# Entries shown start

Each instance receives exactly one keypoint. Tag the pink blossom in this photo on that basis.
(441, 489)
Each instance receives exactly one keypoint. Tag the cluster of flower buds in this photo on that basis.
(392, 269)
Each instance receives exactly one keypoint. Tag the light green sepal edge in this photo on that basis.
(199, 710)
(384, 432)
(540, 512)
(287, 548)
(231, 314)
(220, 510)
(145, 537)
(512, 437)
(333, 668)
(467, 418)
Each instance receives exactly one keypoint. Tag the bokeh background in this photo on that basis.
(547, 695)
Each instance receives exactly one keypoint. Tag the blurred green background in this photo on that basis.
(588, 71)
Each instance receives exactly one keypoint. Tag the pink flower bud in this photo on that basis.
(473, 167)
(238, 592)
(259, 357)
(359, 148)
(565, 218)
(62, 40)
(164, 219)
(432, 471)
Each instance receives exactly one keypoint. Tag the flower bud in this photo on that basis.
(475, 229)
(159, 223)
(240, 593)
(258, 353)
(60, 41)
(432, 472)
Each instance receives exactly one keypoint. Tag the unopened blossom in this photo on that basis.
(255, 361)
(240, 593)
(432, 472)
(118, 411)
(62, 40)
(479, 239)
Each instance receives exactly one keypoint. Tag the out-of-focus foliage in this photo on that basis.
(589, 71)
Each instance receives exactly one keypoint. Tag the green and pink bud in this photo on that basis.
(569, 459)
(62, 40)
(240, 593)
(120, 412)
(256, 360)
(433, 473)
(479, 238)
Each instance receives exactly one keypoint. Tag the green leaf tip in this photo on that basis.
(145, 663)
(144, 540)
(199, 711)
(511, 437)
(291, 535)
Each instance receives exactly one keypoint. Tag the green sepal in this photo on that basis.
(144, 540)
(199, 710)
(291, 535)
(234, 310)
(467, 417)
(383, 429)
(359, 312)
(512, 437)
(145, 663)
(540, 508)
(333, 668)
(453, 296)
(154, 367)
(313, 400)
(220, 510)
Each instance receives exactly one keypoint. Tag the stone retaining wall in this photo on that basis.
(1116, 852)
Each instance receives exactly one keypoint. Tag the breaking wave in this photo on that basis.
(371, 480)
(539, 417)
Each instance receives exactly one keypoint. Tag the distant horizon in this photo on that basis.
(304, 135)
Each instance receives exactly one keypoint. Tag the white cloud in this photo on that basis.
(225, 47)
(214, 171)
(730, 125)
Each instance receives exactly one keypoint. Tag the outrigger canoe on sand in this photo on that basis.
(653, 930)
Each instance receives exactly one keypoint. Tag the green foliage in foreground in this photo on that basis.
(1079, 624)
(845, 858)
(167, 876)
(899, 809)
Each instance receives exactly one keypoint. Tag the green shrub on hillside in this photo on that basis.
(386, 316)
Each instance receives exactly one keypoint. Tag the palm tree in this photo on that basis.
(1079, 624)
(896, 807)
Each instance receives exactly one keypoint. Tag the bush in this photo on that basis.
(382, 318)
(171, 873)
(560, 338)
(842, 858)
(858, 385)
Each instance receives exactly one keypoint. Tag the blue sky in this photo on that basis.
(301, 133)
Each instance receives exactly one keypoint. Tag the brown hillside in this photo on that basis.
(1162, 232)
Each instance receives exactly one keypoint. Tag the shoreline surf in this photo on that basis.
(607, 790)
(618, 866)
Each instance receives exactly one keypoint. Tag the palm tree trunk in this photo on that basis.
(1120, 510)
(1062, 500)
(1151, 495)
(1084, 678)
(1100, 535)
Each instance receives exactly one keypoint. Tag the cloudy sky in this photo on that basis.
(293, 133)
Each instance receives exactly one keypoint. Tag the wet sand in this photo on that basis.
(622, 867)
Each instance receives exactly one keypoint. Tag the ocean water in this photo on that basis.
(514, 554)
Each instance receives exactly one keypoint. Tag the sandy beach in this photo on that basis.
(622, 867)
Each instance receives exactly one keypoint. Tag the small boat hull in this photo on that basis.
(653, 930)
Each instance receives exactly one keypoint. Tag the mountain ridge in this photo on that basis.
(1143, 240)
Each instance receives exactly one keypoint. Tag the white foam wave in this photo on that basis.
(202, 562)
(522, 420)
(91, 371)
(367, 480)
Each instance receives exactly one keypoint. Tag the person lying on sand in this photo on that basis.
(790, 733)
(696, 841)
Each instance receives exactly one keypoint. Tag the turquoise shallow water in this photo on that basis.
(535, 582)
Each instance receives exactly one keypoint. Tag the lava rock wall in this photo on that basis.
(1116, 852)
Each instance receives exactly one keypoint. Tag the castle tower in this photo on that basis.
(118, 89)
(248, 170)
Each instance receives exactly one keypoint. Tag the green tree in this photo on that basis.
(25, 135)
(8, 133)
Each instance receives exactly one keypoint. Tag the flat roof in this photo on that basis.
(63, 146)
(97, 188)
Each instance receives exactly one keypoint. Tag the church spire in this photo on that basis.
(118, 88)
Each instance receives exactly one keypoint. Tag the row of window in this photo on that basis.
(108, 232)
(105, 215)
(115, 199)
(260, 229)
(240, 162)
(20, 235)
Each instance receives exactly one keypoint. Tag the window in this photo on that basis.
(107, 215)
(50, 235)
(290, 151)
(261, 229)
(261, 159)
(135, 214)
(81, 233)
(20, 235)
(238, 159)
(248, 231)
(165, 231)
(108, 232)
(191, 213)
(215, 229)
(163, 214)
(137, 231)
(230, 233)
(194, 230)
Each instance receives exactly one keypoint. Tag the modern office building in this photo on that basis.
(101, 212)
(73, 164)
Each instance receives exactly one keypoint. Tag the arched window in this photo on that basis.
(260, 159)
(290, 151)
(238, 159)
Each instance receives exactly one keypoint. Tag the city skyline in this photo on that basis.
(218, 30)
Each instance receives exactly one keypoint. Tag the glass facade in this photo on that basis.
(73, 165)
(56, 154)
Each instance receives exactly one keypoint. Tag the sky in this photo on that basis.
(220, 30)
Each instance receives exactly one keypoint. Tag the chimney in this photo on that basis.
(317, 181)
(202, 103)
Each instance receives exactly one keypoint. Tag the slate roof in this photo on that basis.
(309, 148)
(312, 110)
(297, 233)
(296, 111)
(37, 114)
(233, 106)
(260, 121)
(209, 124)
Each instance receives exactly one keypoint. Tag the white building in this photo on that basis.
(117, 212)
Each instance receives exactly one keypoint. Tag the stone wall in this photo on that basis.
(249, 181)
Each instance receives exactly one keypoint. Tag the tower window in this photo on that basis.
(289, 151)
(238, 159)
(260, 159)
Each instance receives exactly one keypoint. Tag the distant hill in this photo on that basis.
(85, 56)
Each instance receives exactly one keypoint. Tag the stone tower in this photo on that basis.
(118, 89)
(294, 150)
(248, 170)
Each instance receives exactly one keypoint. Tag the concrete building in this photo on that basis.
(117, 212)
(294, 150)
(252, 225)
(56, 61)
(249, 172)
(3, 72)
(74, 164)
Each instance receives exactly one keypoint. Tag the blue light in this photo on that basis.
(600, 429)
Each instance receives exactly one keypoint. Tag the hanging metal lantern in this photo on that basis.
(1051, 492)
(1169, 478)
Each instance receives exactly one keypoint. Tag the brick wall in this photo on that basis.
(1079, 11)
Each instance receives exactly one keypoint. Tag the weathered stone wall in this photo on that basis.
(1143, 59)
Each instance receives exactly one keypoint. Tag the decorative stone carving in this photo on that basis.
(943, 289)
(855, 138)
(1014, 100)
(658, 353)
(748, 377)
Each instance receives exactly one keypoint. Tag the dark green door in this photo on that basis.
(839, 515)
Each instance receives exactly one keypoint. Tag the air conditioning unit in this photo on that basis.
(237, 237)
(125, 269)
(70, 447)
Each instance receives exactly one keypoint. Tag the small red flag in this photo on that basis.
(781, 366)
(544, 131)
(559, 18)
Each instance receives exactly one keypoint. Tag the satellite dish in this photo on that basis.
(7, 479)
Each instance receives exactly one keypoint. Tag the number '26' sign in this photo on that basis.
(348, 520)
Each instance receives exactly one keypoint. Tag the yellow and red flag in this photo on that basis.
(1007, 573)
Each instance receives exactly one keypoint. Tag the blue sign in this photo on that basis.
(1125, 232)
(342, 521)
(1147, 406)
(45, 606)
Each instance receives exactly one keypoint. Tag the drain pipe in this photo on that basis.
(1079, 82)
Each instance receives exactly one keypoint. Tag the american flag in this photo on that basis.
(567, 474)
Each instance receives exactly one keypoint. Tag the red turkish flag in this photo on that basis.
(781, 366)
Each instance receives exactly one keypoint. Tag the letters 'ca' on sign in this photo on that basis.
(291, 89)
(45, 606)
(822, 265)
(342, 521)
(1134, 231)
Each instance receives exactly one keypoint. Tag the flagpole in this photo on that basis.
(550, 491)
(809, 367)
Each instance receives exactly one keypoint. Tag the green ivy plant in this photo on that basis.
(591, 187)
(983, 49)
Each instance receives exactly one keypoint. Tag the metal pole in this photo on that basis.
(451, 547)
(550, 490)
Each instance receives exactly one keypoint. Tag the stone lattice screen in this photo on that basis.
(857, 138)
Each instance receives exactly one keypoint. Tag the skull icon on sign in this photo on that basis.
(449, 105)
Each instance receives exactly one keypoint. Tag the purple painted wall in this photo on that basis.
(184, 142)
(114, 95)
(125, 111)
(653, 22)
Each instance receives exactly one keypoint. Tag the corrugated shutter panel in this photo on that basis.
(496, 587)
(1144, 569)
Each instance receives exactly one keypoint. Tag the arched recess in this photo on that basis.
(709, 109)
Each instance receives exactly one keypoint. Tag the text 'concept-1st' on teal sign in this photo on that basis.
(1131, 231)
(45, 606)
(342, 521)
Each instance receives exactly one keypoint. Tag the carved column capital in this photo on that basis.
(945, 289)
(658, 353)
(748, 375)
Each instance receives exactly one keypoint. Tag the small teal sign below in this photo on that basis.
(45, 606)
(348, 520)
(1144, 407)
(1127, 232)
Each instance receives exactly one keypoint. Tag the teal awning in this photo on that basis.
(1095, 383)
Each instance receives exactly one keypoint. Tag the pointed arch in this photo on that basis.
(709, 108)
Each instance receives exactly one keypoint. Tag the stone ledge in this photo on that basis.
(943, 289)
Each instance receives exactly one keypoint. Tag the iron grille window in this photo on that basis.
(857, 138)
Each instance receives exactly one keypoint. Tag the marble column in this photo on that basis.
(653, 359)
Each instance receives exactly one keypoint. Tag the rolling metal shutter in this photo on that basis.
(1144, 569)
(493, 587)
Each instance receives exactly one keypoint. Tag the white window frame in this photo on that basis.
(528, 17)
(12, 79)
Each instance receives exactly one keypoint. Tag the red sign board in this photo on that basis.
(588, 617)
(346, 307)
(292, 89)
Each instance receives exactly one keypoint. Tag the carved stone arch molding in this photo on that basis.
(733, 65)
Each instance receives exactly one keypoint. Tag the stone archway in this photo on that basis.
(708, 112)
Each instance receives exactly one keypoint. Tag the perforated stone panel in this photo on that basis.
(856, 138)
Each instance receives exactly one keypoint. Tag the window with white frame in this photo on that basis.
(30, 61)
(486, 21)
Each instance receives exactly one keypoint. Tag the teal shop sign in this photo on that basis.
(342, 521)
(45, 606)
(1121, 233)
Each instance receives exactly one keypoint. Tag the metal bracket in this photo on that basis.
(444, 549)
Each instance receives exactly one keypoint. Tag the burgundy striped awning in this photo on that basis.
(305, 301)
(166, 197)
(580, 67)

# Entries shown end

**Set problem**
From the line holding "window frame in this photo on that basis." down to the final line above, quote every line exactly and only those lines.

**The answer**
Each instance receives exactly one keypoint. Tag the white window frame in this photo on that basis.
(528, 17)
(12, 79)
Each instance receives exactly one keypoint. Tag the red sign board in this photo on that basis.
(588, 617)
(346, 307)
(292, 89)
Each instance receives exactly one keypoint. Tag the carved stone arch molding in this photo on that basis.
(733, 65)
Each instance receives exactly one keypoint. Tag the stone archway in this photo on that basis.
(708, 112)
Each instance receives exactly one keypoint. Tag the perforated stone panel in this photo on that basis.
(856, 138)
Each instance receives exactly one keypoint. Tag the window with white frame in this photo on that basis.
(30, 61)
(486, 21)
Each instance receives exactly one keypoint. Tag the teal shop sign in this photo on that basis.
(342, 521)
(45, 606)
(1121, 233)
Each instance receives exactly one keypoint. Tag the metal bracket in this photo on that basis.
(444, 549)
Each instance receives exactly one keypoint. Tag the burgundy striped awning in this photo on that basis.
(305, 301)
(166, 197)
(580, 67)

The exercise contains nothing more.